• Tasks for this exercise
(a) Decide whether each statement agrees with the CO2 thread, answering yes or no and quoting the words of the text that settle it: (i) The original poster's tank holds 29 gallons. (ii) BradC says the CO2 has to be shut off at night and gives no other option. (iii) Darkblade48 recommends the passive diffusion diffuser the original poster has.
(b) In the CO2 thread, turn the paragraph beginning "There are many different types of diffusers" into a short list that keeps its main facts.
(c) Answer these questions from the CO2 thread.
(i) Which two things does BradC say to pick up first?
(ii) Which gravel is the original poster using?
(iii) Which two diffusion methods does Darkblade48 call much better?

• Selected text
# How much co2 do I need for my planted tank



## fleshwound (Jan 26, 2011)

Ive got a co2 bottle used for beer and I have it hooked up to my tank with a fluval 20g diffuser. Im not sure though how much co2 I should be diffusing into my water I dont want to kill my fish. The box said to turn the gas on and fill till the difusser filled up then turn it off. Does anyone know if I should be leaving it on or not. Should I dose the tank once a day, all the time I dunno? This is for a 29g tank... Heres some pictures


----------



## BradC (Dec 22, 2010)

The first thing you will need to pick up is a drop checker and 4dkH solution.

The drop checker will tell you when you have safe/good amount of CO2 in the water.

Once you get that you will need to supply CO2 to your tank the whole time you have the lights on (everyday). You could leave it on 24/7 but is worth it to get a solenoid. Solenoid is a device that can be plugged into a timer and will shut off your CO2 when it is not needed (at night, lights out)

Good luck


----------



## fleshwound (Jan 26, 2011)

Ok, right now I turn my co2 on till my diffuser fills up, turn it off and let it disolve into the tank. It doesnt take long for it to disolve maybe an hour or 2 and both chambers are empty... I do this once or twice a day so its at least getting some co2... Im also dosing iron supplement, only problem is im pretty sure I got the worst kind of gravel I could have... Pacific gravel #5 I guess its for saltwater tanks? it was sold as freshwater to me, I had no idea at the time... Sorry if thats a little off topic, and wow Im a Brad C also? Weird


----------



## Darkblade48 (Jan 4, 2008)

The particular diffuser that you have is a passive diffusion type diffuser. I would not recommend it for CO2 diffusion as it is very inefficient, and will lead to spikes in your CO2 concentration.

You will notice that after about 2 hours, the CO2 is gone, and you will need to refill the diffuser chamber with CO2, necessitating that you be around to control the CO2 cylinder.

A much better method of diffusion is either to use a glass diffuser with a ceramic disc, or to use an inline diffuser. For more information regarding diffusion methods, please take a look at the CO2 article that I have written (it is linked in my signature).


----------



## rstampa (Jan 29, 2017)

You only turn off your co2 when the lights go out and on when light are turned on. The diffuser should continuously bubble while the co2 is on. At least 6 hrs or more. 
You must be reading something wrong in the instructions. Don't turn it off when the diffuser is full. Let the co2 run as suggested above.


----------



## Dman911 (Nov 24, 2016)

rstampa said:


> You only turn off your co2 when the lights go out and on when light are turned on. The diffuser should continuously bubble while the co2 is on. At least 6 hrs or more.
> You must be reading something wrong in the instructions. Don't turn it off when the diffuser is full. Let the co2 run as suggested above.



There are many different types of diffusers his is a chamber that you fill and then shut off. He cannot leave it running as there is no reliable way to regulate the co2 for this setup. He needs a needle valve at the absolute min and preferably a bubble counter, solenoid ceramic diffusor in order to leave it running like most do for the full lighting period.

Dan


----------

• Provided data
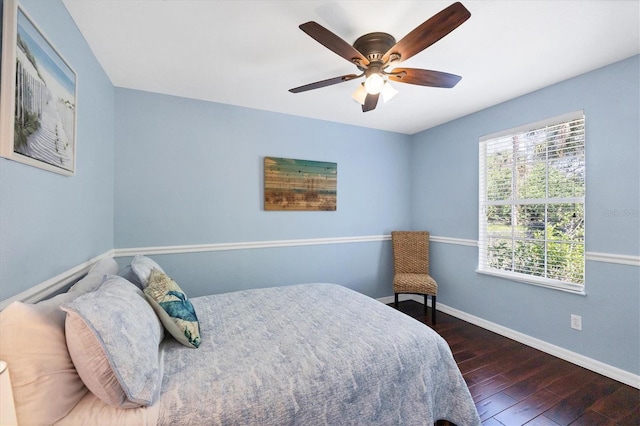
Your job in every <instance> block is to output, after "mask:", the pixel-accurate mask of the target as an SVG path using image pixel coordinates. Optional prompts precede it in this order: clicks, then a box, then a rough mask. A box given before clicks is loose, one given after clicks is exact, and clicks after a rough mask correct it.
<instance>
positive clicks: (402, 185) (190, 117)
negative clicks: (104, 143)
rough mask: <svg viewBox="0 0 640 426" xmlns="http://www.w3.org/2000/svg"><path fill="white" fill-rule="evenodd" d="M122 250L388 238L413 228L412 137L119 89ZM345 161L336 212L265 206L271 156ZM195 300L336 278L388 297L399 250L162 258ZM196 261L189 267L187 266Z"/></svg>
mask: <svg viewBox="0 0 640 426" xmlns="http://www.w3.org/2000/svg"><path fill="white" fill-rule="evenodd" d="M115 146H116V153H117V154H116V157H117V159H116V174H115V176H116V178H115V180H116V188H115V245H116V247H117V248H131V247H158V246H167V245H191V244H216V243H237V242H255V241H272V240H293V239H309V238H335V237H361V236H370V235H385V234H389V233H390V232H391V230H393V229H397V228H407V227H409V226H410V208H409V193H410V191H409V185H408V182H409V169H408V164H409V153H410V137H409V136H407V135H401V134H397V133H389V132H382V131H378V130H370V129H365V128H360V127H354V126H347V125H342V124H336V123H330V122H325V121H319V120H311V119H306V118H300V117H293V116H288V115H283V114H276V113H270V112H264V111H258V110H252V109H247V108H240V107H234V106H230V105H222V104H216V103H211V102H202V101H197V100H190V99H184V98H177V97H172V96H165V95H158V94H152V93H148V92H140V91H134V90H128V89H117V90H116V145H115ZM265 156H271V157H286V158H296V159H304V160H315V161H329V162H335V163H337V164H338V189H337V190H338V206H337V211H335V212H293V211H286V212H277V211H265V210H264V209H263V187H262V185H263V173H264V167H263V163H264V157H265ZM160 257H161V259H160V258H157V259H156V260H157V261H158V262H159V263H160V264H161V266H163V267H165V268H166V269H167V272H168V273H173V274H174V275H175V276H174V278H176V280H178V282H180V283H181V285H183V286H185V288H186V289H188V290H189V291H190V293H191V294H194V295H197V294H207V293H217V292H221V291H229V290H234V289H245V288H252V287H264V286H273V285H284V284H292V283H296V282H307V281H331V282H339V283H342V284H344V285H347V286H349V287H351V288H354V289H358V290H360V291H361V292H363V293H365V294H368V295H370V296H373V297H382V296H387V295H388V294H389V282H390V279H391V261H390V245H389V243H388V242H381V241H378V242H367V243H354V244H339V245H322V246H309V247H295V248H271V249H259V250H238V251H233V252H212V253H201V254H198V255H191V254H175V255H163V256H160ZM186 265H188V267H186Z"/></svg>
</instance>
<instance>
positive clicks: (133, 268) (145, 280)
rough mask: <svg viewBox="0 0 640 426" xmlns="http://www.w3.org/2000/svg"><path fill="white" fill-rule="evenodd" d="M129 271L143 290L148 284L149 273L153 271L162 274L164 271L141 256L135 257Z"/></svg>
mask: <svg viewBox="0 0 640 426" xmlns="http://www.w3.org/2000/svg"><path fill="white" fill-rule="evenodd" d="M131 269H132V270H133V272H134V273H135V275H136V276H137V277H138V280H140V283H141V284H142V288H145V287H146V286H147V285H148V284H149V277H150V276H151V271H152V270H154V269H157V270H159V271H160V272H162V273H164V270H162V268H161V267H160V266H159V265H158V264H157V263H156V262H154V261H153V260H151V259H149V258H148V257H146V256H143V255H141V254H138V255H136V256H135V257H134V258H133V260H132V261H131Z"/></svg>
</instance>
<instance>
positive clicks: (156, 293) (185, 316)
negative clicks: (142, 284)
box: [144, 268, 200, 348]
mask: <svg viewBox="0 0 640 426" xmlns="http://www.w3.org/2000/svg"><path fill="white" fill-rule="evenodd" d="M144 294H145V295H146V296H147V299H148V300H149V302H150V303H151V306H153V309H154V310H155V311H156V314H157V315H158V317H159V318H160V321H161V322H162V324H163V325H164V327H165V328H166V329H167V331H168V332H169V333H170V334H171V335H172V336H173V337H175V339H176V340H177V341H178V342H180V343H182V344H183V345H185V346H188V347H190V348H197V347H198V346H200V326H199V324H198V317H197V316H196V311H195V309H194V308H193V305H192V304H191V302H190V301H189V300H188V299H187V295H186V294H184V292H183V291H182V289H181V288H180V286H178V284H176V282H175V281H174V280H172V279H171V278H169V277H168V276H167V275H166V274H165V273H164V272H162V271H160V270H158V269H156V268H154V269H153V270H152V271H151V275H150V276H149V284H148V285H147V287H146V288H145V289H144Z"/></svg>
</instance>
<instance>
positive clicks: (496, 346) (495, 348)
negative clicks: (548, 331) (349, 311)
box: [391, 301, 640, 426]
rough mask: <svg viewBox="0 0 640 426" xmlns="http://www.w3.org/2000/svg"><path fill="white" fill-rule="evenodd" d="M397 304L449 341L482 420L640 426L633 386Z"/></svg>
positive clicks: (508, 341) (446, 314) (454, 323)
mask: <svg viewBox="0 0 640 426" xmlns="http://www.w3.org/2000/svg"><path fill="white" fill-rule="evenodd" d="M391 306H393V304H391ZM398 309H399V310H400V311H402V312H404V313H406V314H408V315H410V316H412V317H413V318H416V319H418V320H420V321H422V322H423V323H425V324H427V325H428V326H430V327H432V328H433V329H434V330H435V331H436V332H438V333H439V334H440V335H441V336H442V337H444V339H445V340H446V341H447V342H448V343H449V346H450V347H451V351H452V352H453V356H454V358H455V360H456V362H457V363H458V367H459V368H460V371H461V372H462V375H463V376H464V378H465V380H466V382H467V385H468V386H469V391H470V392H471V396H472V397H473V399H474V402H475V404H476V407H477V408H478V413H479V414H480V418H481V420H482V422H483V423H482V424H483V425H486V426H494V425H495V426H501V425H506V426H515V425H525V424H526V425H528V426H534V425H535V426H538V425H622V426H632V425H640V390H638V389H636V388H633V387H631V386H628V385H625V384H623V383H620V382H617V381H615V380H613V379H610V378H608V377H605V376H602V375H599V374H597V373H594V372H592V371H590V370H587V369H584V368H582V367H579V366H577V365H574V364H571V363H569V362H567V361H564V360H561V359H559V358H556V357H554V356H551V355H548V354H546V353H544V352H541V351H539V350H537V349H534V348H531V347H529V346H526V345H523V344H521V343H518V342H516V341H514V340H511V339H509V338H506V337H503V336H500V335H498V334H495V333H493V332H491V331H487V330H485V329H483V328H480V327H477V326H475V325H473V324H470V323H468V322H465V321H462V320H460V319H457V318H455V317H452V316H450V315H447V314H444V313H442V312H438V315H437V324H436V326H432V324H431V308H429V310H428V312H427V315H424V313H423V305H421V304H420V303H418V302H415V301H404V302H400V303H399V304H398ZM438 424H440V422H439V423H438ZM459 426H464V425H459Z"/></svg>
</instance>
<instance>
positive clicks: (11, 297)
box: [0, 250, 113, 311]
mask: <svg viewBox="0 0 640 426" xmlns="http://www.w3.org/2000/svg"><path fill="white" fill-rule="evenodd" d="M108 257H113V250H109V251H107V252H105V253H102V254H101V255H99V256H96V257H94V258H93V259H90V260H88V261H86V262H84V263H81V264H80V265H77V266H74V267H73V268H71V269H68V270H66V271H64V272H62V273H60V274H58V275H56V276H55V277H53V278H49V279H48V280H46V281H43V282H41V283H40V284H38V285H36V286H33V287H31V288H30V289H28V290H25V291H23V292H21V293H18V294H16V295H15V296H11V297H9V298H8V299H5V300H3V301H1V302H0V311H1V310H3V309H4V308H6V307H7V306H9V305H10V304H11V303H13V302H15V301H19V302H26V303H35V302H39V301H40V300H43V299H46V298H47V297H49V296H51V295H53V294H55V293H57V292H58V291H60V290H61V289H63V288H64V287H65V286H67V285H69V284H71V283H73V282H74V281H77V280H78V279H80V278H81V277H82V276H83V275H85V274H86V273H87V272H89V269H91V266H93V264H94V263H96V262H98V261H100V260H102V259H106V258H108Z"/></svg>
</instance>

• Solutions to the problems
(a)
(i) Yes: "This is for a 29g tank..."
(ii) No: "You could leave it on 24/7 but is worth it to get a solenoid."
(iii) No: "I would not recommend it for CO2 diffusion as it is very inefficient"

(b)
- Diffusers come in many different types.
- His diffuser is a chamber that is filled and then shut off.
- He cannot leave it running, because this setup has no reliable way to regulate the CO2.
- At the very least he needs a needle valve.
- He should preferably also have a bubble counter, a solenoid and a ceramic diffuser.
- With that equipment he could leave the CO2 running for the full lighting period, as most people do.

(c)
(i) A drop checker and 4dkH solution.
(ii) Pacific gravel #5.
(iii) A glass diffuser with a ceramic disc, or an inline diffuser.